Text shown
Pierre Toussaint (27 June 1766 – June 30, 1853) was a Haitian-American hairdresser, philanthropist, and onetime slave brought to New York City by his owners in 1787. A candidate for sainthood, he was declared Venerable by Pope John Paul II in 1996.

Freed in 1807 after the death of his mistress, Pierre took the surname of "Toussaint" in honor of the hero of the Haitian Revolution. Toussaint also became a successful barber and used his wealth for various philanthropic causes. He also helped finance the construction of St. Patrick's Old Cathedral.

Credited as the de facto founder of Catholic Charities New York, Toussaint is the first and only layman to be buried in the crypt below the main altar of the current Saint Patrick's Cathedral on Fifth Avenue, generally reserved for bishops of the Archdiocese of New York.

Data
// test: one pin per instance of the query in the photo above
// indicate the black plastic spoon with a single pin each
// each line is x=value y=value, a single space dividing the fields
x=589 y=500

The problem
According to the text on Pierre Toussaint, why did he take the surname "Toussaint"? Answer in one to three sentences.

Solution
He took the surname "Toussaint" to honor the hero of the Haitian Revolution. He adopted it after he was freed in 1807, following the death of his mistress.